### YOUR INSTRUCTIONS
For this task, retype the records below exactly.

### STORED DATA
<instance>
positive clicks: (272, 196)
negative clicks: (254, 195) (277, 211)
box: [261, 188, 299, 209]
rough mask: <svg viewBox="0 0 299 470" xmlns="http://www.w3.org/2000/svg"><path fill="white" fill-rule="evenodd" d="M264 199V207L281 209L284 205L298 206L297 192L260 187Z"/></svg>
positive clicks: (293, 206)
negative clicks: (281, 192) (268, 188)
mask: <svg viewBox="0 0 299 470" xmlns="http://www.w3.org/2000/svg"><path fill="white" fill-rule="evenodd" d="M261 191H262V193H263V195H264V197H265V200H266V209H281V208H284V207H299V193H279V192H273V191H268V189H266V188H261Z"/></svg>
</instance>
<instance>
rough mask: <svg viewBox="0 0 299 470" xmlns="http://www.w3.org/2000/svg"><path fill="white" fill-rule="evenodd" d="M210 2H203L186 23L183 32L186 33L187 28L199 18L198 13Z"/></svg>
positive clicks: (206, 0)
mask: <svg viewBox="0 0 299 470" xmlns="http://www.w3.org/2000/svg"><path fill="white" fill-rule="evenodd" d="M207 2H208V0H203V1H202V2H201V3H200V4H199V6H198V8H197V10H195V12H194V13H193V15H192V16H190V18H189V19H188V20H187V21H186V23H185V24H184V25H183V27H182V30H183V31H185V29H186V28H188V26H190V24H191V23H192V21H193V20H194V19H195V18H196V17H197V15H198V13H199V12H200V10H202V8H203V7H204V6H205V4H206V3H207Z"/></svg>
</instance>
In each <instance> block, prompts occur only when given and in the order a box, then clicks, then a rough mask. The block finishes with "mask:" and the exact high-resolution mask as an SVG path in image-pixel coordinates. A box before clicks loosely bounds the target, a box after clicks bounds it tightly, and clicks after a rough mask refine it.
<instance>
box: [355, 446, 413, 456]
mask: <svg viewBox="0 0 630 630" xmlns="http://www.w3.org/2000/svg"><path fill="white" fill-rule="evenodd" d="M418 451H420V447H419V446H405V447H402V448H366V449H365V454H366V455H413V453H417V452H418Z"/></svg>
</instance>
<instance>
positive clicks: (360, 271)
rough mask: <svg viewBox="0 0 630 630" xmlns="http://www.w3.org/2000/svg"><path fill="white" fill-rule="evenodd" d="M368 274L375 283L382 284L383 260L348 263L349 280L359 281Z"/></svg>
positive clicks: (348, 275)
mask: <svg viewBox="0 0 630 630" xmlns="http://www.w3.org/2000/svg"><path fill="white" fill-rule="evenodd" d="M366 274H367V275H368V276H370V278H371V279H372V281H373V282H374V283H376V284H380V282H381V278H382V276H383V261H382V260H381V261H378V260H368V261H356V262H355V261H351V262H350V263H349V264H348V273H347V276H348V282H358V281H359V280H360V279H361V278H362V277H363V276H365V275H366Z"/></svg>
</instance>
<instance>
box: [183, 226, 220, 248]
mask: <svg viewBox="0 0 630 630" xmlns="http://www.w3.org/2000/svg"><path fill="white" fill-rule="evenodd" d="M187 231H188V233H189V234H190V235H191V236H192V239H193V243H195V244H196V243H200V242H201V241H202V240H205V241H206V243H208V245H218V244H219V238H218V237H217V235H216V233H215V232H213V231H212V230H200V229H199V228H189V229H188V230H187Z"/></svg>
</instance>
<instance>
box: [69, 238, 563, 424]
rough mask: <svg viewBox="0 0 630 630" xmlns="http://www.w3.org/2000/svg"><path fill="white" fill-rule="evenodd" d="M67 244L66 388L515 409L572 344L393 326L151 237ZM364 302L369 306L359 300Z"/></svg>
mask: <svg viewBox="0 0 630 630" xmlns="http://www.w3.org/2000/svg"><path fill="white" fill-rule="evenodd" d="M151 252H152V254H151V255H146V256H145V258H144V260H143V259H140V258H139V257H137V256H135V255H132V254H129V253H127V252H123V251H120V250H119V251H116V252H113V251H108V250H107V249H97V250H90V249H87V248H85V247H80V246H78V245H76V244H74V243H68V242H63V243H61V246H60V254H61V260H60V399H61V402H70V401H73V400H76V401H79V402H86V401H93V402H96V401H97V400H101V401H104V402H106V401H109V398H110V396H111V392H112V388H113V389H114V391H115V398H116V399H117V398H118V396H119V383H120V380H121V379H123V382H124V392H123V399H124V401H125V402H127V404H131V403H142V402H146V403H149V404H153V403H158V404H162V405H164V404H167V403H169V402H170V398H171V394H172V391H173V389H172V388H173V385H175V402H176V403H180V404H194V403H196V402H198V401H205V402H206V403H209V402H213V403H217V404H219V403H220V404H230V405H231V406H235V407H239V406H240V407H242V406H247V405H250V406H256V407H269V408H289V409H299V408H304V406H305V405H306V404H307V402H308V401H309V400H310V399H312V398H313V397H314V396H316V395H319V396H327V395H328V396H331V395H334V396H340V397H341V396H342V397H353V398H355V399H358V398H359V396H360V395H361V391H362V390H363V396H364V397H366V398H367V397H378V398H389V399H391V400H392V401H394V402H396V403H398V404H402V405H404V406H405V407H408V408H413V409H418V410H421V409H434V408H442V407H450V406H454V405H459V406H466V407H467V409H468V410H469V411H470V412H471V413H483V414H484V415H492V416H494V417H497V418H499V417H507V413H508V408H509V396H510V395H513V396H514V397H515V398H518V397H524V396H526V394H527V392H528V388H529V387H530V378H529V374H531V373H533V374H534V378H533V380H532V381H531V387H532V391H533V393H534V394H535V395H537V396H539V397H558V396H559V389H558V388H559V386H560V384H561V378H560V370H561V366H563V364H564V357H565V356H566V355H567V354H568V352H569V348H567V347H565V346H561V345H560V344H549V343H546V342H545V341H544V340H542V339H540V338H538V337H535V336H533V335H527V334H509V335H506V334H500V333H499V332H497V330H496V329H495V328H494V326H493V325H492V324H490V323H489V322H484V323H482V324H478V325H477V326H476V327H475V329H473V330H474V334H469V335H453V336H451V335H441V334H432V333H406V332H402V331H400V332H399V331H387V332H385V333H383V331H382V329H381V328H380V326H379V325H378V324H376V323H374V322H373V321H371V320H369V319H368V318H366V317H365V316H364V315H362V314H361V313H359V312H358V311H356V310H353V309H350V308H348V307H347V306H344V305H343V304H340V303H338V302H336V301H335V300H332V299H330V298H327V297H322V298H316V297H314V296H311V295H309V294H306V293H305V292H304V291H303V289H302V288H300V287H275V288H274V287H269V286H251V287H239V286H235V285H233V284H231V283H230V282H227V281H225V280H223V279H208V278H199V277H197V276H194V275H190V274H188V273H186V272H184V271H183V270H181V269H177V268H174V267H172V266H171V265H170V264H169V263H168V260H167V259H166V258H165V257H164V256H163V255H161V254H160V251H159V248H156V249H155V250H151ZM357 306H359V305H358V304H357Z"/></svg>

### RESPONSE
<instance>
positive clicks: (272, 196)
negative clicks: (254, 195) (277, 211)
box: [261, 188, 299, 209]
rough mask: <svg viewBox="0 0 299 470" xmlns="http://www.w3.org/2000/svg"><path fill="white" fill-rule="evenodd" d="M264 199V207L281 209L284 205L298 206L297 192L260 187Z"/></svg>
positive clicks: (293, 206)
negative clicks: (281, 192) (268, 188)
mask: <svg viewBox="0 0 299 470" xmlns="http://www.w3.org/2000/svg"><path fill="white" fill-rule="evenodd" d="M261 191H262V193H263V195H264V197H265V200H266V209H281V208H284V207H299V193H279V192H273V191H268V189H266V188H261Z"/></svg>
</instance>
<instance>
rough mask: <svg viewBox="0 0 299 470" xmlns="http://www.w3.org/2000/svg"><path fill="white" fill-rule="evenodd" d="M210 2H203L186 23L183 32L186 33L187 28L199 18L198 13Z"/></svg>
positive clicks: (206, 0)
mask: <svg viewBox="0 0 299 470" xmlns="http://www.w3.org/2000/svg"><path fill="white" fill-rule="evenodd" d="M207 2H208V0H203V1H202V2H201V3H200V4H199V6H198V8H197V10H195V12H194V13H193V15H192V16H190V18H189V19H188V20H187V21H186V23H185V24H184V25H183V27H182V30H183V31H185V29H186V28H188V26H190V24H191V23H192V21H193V20H194V19H195V18H196V17H197V15H198V13H199V12H200V10H202V8H203V7H204V6H205V4H206V3H207Z"/></svg>
</instance>
In each <instance> block, prompts occur only when given and in the order a box, then clicks, then a rough mask. The block finishes with "mask:" and the exact high-resolution mask as an SVG path in image-pixel coordinates. A box before clicks loosely bounds the target, a box after clicks bounds it tightly, and clicks after a rough mask refine it.
<instance>
box: [355, 446, 413, 456]
mask: <svg viewBox="0 0 630 630" xmlns="http://www.w3.org/2000/svg"><path fill="white" fill-rule="evenodd" d="M418 451H420V447H419V446H405V447H402V448H366V449H365V454H366V455H413V453H417V452H418Z"/></svg>
</instance>
<instance>
positive clicks: (360, 271)
rough mask: <svg viewBox="0 0 630 630" xmlns="http://www.w3.org/2000/svg"><path fill="white" fill-rule="evenodd" d="M368 274L375 283L382 284L383 260L348 263L349 280L359 281Z"/></svg>
positive clicks: (348, 275)
mask: <svg viewBox="0 0 630 630" xmlns="http://www.w3.org/2000/svg"><path fill="white" fill-rule="evenodd" d="M366 274H367V275H368V276H370V278H371V279H372V281H373V282H374V283H376V284H380V282H381V278H382V276H383V261H382V260H381V261H378V260H368V261H356V262H355V261H351V262H350V263H349V264H348V273H347V276H348V282H358V281H359V280H360V279H361V278H362V277H363V276H365V275H366Z"/></svg>
</instance>
<instance>
box: [183, 226, 220, 248]
mask: <svg viewBox="0 0 630 630" xmlns="http://www.w3.org/2000/svg"><path fill="white" fill-rule="evenodd" d="M187 231H188V233H189V234H190V235H191V236H192V239H193V243H195V244H196V243H200V242H201V241H202V240H205V241H206V243H208V245H218V244H219V238H218V237H217V235H216V233H215V232H213V231H212V230H200V229H199V228H189V229H188V230H187Z"/></svg>
</instance>
<instance>
box: [69, 238, 563, 424]
rough mask: <svg viewBox="0 0 630 630" xmlns="http://www.w3.org/2000/svg"><path fill="white" fill-rule="evenodd" d="M67 244L66 388L515 409L572 344L393 326L151 237ZM364 302L369 306L359 300Z"/></svg>
mask: <svg viewBox="0 0 630 630" xmlns="http://www.w3.org/2000/svg"><path fill="white" fill-rule="evenodd" d="M151 252H152V254H151V255H146V256H145V258H144V260H143V259H140V258H139V257H137V256H135V255H132V254H129V253H127V252H123V251H120V250H119V251H116V252H113V251H108V250H107V249H97V250H90V249H87V248H85V247H80V246H78V245H76V244H74V243H68V242H63V243H61V246H60V254H61V260H60V399H61V402H70V401H73V400H76V401H79V402H86V401H93V402H96V401H97V400H101V401H104V402H106V401H109V398H110V396H111V392H112V388H113V389H114V391H115V398H116V399H117V398H118V396H119V383H120V380H121V379H123V382H124V392H123V399H124V401H125V402H127V404H131V403H142V402H146V403H149V404H153V403H158V404H162V405H164V404H167V403H169V402H170V398H171V394H172V391H173V389H172V388H173V385H175V402H176V403H180V404H194V403H196V402H198V401H205V402H206V403H209V402H213V403H217V404H219V403H220V404H230V405H231V406H235V407H239V406H240V407H242V406H247V405H250V406H256V407H269V408H289V409H299V408H304V406H305V405H306V404H307V402H308V401H309V400H310V399H312V398H313V397H314V396H316V395H319V396H327V395H328V396H331V395H334V396H340V397H341V396H342V397H353V398H355V399H358V398H359V396H360V395H361V391H362V390H363V396H364V397H366V398H367V397H378V398H389V399H391V400H392V401H394V402H396V403H398V404H402V405H404V406H405V407H408V408H413V409H418V410H421V409H434V408H442V407H450V406H454V405H459V406H466V407H467V409H468V410H469V411H470V412H471V413H483V414H484V415H492V416H494V417H497V418H499V417H507V413H508V408H509V396H510V395H513V396H514V397H515V398H518V397H524V396H526V394H527V392H528V388H529V387H530V378H529V374H531V373H533V374H534V378H533V380H532V381H531V387H532V391H533V393H534V394H535V395H537V396H539V397H558V396H559V389H558V388H559V386H560V384H561V378H560V370H561V366H563V364H564V357H565V356H566V355H567V354H568V352H569V348H567V347H565V346H561V345H560V344H549V343H546V342H545V341H544V340H542V339H540V338H538V337H535V336H533V335H527V334H509V335H506V334H500V333H499V332H497V330H496V329H495V328H494V326H493V325H492V324H490V323H489V322H484V323H482V324H478V325H477V326H476V327H475V329H473V330H474V334H469V335H453V336H451V335H441V334H432V333H406V332H402V331H400V332H399V331H387V332H385V333H383V331H382V329H381V328H380V326H379V325H378V324H376V323H374V322H373V321H371V320H369V319H368V318H366V317H365V316H364V315H362V314H361V313H359V312H358V311H356V310H353V309H350V308H348V307H347V306H344V305H343V304H340V303H338V302H336V301H335V300H332V299H330V298H327V297H322V298H316V297H314V296H311V295H309V294H306V293H305V292H304V291H303V289H302V288H300V287H275V288H274V287H269V286H251V287H239V286H235V285H233V284H231V283H230V282H227V281H225V280H223V279H208V278H199V277H197V276H194V275H190V274H188V273H186V272H184V271H183V270H181V269H177V268H174V267H172V266H171V265H170V264H169V263H168V260H167V259H166V258H165V257H164V256H163V255H161V254H160V251H159V248H156V249H155V250H151ZM357 306H359V305H358V304H357Z"/></svg>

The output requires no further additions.